* PROBLEM TO WORK ON
Please retype the data in full and exactly; the pictures are not part of the copy.

* GIVEN DATA
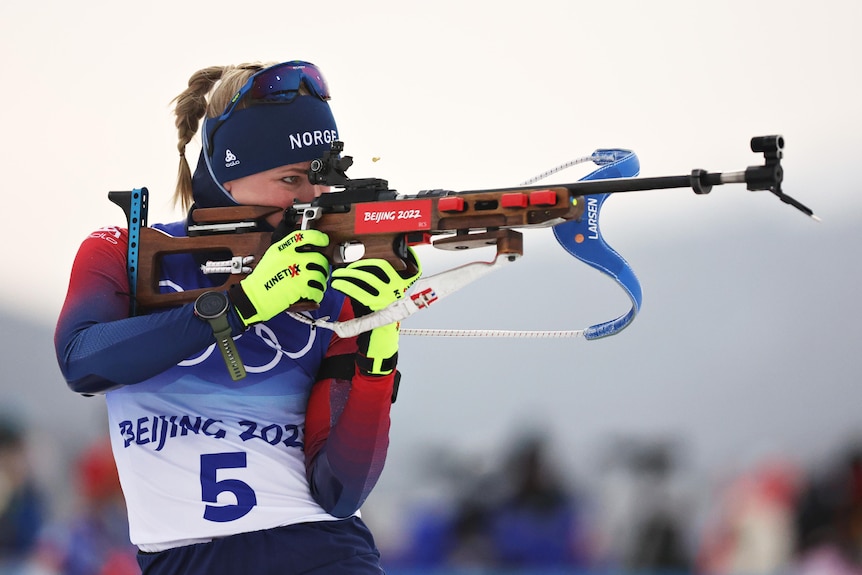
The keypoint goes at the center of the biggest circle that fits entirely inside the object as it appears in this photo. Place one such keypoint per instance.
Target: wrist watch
(212, 306)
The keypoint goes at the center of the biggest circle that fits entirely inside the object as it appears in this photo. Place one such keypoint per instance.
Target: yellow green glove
(372, 285)
(290, 271)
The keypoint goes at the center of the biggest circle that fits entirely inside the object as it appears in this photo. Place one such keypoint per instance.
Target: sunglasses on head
(277, 84)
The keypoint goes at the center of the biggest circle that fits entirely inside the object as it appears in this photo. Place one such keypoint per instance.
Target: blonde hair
(208, 94)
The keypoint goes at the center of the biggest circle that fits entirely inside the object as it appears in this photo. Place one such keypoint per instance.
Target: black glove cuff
(366, 364)
(241, 302)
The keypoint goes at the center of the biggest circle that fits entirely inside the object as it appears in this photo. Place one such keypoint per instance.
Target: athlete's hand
(372, 285)
(290, 271)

* EXERCISE RESULT
The keypoint goes at the center of the biggest circle that fits entirely inside the object as it appears in this photo. Place one such keypoint per instance.
Target: wrist watch
(212, 306)
The keypoint goes at the center of the biggest circle that fits entirely inside the object as it appears in this photo. Place one such keypoint per instance.
Target: yellow green glove
(372, 285)
(290, 271)
The keypoint goes at the center of the biggest circle that fits entirely inside the object as it appears in this photo. Place one such keypoint per instance.
Target: sunglasses on head
(277, 84)
The keypoint goes at the center of the biggest circle that fits entirely inside the object as it appears in this photo. Place one such keypoint per instance.
Target: blonde hair
(208, 94)
The keypoint goes at the center of the biggest circle that fits entirely inside the object as it appears in this photo. Place one such keypoint per instance.
Target: black glove cuff
(366, 364)
(241, 302)
The keypoint goes at the center of the biggest circle that fits entirely inside the object as it appears in this photo. Place one such keypoint per instance.
Target: athlete's hand
(372, 285)
(290, 271)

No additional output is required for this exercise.